Extracted data entries:
━━━━━━━━━━━━━━━━

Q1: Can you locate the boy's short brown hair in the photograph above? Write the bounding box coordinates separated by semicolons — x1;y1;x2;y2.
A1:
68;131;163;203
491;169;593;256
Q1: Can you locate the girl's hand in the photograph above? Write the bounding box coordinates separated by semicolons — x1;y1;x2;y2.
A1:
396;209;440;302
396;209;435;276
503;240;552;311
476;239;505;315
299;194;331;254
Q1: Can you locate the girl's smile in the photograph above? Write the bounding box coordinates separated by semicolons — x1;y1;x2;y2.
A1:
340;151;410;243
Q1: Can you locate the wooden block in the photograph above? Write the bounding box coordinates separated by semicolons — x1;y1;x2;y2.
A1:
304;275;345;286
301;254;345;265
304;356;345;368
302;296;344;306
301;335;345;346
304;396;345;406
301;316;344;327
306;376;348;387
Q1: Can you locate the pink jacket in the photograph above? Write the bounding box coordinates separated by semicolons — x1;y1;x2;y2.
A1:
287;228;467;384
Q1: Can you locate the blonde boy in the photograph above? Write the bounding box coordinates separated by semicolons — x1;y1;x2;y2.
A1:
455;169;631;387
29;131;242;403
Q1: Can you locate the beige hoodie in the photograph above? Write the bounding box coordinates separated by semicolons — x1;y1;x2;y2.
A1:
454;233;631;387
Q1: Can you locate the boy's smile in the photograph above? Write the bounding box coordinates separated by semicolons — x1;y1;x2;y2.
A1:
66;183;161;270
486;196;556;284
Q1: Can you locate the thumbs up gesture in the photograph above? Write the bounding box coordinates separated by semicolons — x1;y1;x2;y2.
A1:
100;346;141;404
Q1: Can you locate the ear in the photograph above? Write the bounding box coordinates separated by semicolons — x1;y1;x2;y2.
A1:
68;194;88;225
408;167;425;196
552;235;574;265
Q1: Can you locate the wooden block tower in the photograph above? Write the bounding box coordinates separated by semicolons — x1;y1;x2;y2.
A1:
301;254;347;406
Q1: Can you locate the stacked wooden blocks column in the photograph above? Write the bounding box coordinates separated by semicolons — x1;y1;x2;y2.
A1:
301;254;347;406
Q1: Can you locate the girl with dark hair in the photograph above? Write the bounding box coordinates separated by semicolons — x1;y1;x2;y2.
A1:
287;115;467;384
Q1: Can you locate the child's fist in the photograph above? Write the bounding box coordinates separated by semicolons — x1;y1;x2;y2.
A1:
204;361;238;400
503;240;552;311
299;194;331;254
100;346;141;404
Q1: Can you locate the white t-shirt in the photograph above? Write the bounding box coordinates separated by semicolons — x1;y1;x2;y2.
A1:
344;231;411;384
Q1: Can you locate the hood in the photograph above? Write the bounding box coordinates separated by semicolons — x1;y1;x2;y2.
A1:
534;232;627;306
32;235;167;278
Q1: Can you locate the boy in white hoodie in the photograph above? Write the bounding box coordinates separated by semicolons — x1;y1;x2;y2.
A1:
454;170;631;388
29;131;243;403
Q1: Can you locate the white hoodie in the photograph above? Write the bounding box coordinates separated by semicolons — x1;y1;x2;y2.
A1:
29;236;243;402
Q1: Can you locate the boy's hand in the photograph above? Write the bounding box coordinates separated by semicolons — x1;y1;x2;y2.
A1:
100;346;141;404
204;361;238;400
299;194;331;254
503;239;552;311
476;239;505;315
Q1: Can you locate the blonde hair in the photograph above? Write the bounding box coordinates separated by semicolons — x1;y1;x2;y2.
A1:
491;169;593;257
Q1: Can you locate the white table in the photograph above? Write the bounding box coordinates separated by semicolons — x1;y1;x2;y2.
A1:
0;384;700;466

━━━━━━━━━━━━━━━━

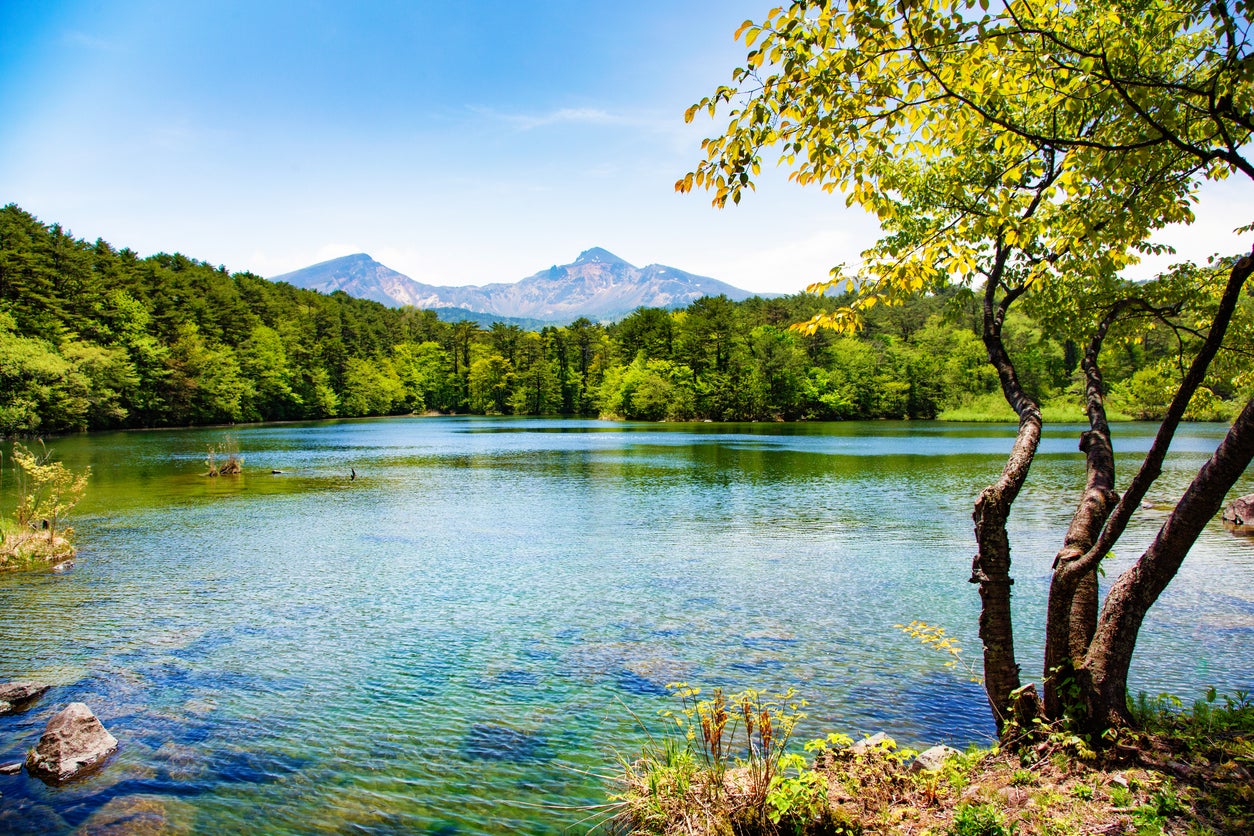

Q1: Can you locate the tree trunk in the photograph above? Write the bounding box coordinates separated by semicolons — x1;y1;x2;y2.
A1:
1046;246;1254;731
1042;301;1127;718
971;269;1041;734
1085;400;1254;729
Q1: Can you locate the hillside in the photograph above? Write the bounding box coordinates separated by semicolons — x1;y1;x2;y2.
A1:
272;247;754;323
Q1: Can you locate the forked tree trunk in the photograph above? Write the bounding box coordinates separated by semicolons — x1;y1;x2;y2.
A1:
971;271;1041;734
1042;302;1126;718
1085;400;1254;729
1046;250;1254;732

━━━━━━━━━━━━━━━━

Task description>
Copy the lines of the listing word for word, everything from the line that contains "Q1: Can you locate the boy's short" down to the line that contains "491;169;593;256", both of those lines included.

Exercise response>
Q1: Can you locate the boy's short brown hair in the photograph above? Write the bounding box coordinates separated by semicolons — x1;y1;x2;y2.
A1:
68;131;163;203
491;169;593;256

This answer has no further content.